• _Reading passage_:

============

Possibly the story might work for us if we allow it to speak to our own lives – about our tending of the vineyard of the life God has given us.
That could be interesting. And frightening!


Soft Edges – by Jim Taylor

If you have comments or questions about Jim’s column, write to him directly at Jim also does another weekly column called “Sharp Edges” which is published in our daily newspaper. It has a stronger political-social justice content. If you’d like to receive Sharp Edges, send Jim a note at the address above. Or go to Jim’s web page at: . Click on Sharp Edges or Soft Edges or whatever else you might like to read.


Bloopers, Boggles, Typos and Stuff – from the file
* The Passing of the Peach. . .* Church of Fatter Day Saints ...* Evangelical Fee Church ....
If you’ve spotted any good bloopers in your church bulletin or newsletter, or anywhere else for that matter, please send them to me.


Wish I’d Said That! – There is no limit to what can be accomplished if it doesn't matter who gets the credit.
Ralph Waldo Emerson via Evelyn McLachlan

For certain people, after fifty, litigation takes the place of sex.
Gore Vidal

Just as God courteously forgives our sin after we change our ways, so also does God want us to forgive our sin instead of falling into a false meekness that is really a foul blindness and weakness due to fear.
Julian of Norwich


We Get Letters – Dave Towers writes: A friend told me that when he was younger he hated going to weddings.
It seemed that all his aunts and the grandmotherly types used to come up to him, poke him in the ribs and cackle, telling him, 'You’re next!”
They stopped after he started doing the same thing to them at funerals.


Mirabile Dictu! – This is also from Dave Towers, who advises us to “read slowly. It may take a while for the light to shine.”

============

Reproduce the newsletter excerpt verbatim from "Possibly the story" to "Fee Church ....".

============

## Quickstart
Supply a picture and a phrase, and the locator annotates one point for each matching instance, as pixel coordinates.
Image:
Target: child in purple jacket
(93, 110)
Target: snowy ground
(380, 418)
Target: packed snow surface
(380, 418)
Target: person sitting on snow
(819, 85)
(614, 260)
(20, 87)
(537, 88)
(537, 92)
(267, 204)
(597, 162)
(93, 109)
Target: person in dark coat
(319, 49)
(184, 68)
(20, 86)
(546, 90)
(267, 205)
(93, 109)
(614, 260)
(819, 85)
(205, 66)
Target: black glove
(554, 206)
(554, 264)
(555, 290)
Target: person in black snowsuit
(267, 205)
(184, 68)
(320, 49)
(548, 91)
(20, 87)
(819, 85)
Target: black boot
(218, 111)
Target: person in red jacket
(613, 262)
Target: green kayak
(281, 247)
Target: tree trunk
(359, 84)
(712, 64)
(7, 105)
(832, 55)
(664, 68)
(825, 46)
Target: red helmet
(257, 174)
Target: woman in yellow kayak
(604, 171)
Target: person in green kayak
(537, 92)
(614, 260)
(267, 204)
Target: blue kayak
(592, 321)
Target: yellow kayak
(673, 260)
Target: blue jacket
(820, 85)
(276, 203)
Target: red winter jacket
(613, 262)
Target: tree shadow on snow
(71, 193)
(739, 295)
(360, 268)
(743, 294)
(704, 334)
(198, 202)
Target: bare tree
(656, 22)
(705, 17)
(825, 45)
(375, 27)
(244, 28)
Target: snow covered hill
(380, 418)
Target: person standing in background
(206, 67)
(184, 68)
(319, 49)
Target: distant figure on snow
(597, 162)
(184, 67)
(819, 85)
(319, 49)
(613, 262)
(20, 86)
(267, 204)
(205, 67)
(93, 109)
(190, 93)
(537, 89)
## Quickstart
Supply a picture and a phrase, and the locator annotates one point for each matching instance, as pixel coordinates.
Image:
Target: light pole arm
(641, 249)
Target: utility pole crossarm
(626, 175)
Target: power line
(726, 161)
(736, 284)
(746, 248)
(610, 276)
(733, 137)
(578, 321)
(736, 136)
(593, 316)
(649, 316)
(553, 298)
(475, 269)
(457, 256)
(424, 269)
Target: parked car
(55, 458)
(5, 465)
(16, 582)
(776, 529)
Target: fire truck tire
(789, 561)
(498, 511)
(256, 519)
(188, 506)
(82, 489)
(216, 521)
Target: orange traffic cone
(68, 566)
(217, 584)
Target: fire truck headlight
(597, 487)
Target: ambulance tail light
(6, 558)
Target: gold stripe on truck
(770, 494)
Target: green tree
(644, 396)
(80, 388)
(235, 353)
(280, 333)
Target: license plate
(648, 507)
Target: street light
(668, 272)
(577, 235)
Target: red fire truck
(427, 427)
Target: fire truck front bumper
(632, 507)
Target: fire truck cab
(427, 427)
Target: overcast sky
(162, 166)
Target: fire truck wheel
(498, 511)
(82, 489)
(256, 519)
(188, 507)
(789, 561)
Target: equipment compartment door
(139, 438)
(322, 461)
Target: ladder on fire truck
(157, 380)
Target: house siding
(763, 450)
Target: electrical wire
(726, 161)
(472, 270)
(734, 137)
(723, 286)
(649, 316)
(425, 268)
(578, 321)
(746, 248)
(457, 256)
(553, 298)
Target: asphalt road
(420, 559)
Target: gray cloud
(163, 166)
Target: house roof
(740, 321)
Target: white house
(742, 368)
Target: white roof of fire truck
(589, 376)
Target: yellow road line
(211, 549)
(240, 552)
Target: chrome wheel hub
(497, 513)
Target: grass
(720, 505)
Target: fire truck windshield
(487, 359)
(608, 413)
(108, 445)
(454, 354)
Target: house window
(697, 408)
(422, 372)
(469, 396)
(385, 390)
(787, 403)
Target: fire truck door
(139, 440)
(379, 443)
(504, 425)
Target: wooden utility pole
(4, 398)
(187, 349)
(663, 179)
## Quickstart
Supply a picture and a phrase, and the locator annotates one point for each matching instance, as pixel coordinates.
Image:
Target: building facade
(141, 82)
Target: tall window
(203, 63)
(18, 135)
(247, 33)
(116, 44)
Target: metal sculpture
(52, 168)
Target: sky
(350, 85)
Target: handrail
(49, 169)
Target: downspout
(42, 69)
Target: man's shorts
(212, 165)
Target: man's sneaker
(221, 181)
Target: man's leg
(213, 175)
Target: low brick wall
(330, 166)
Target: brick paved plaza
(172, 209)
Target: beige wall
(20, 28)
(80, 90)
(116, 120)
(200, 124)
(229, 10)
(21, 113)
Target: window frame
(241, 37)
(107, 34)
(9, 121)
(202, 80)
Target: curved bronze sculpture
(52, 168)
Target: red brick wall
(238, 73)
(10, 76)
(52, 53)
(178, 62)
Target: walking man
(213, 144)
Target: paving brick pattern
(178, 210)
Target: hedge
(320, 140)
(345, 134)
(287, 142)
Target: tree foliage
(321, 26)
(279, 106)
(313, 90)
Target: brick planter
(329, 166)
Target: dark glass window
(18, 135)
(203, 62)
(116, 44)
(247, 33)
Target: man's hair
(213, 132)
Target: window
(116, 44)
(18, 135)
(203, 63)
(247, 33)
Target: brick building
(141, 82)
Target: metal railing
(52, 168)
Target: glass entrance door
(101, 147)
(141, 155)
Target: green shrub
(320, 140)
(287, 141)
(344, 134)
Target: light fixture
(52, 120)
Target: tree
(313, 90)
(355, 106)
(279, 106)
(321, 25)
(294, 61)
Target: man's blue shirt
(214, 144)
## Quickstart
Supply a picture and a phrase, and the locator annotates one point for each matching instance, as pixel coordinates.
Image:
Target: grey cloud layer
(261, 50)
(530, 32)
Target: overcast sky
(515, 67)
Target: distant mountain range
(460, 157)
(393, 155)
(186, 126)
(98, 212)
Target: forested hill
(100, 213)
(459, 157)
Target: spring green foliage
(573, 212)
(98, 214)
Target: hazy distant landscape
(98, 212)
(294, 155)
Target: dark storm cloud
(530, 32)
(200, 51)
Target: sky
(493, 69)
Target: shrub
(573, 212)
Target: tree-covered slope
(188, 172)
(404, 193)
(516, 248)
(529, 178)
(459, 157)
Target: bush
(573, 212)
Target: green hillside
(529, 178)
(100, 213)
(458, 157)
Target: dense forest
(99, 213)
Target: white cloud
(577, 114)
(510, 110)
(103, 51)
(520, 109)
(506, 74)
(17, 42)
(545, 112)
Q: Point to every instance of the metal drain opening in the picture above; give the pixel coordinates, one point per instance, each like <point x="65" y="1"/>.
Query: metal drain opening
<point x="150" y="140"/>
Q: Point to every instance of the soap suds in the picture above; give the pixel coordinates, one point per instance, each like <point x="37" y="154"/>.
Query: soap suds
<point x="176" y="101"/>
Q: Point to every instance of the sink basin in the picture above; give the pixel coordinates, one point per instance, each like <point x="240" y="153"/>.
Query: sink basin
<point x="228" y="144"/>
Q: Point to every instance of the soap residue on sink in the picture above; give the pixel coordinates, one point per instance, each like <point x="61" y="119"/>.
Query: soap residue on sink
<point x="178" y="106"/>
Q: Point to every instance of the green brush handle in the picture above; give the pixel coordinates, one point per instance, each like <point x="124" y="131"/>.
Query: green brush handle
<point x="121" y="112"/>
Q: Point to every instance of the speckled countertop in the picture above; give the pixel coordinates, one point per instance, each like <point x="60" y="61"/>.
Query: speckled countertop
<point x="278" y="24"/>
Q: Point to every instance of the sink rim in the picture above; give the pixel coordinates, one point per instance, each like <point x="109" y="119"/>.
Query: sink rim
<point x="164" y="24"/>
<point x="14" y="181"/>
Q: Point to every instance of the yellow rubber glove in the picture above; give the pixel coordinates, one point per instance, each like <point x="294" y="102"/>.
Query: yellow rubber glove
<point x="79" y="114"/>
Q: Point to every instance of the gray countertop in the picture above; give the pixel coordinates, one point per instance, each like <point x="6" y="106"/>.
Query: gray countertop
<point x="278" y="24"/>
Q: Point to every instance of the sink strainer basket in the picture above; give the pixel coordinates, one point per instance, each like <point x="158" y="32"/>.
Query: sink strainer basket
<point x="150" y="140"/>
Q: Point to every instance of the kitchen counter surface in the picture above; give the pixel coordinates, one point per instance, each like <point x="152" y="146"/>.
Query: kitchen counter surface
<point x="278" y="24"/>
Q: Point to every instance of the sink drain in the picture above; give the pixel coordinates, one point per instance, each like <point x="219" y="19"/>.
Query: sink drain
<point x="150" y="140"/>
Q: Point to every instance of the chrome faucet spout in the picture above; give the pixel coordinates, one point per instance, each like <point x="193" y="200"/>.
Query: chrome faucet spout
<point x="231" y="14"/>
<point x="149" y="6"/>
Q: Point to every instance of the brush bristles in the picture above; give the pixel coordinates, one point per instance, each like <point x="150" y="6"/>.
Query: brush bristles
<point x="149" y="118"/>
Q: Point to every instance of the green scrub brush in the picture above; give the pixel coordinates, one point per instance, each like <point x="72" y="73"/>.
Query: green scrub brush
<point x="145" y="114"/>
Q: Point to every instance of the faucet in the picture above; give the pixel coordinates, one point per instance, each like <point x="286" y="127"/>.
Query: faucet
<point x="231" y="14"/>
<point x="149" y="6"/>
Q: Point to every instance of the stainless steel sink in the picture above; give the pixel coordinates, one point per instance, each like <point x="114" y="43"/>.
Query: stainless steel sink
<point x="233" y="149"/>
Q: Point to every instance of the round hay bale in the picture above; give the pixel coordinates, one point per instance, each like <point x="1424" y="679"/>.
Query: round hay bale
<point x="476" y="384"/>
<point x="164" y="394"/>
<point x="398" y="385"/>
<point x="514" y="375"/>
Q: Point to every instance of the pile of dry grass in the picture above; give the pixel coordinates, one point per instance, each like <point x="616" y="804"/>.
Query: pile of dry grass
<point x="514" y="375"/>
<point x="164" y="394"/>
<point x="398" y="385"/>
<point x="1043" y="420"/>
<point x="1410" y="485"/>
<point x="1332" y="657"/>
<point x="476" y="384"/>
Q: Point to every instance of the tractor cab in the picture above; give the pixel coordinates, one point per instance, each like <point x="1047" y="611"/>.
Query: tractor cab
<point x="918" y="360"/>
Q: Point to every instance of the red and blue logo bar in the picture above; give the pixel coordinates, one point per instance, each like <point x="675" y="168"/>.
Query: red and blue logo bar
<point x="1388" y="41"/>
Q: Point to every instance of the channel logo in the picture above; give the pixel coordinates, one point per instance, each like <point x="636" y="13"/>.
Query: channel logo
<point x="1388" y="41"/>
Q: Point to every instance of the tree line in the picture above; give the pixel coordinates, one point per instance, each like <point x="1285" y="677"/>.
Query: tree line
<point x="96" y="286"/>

============

• _Response below_:
Possibly the story might work for us if we allow it to speak to our own lives – about our tending of the vineyard of the life God has given us.
That could be interesting. And frightening!


Soft Edges – by Jim Taylor

If you have comments or questions about Jim’s column, write to him directly at Jim also does another weekly column called “Sharp Edges” which is published in our daily newspaper. It has a stronger political-social justice content. If you’d like to receive Sharp Edges, send Jim a note at the address above. Or go to Jim’s web page at: . Click on Sharp Edges or Soft Edges or whatever else you might like to read.


Bloopers, Boggles, Typos and Stuff – from the file
* The Passing of the Peach. . .* Church of Fatter Day Saints ...* Evangelical Fee Church ....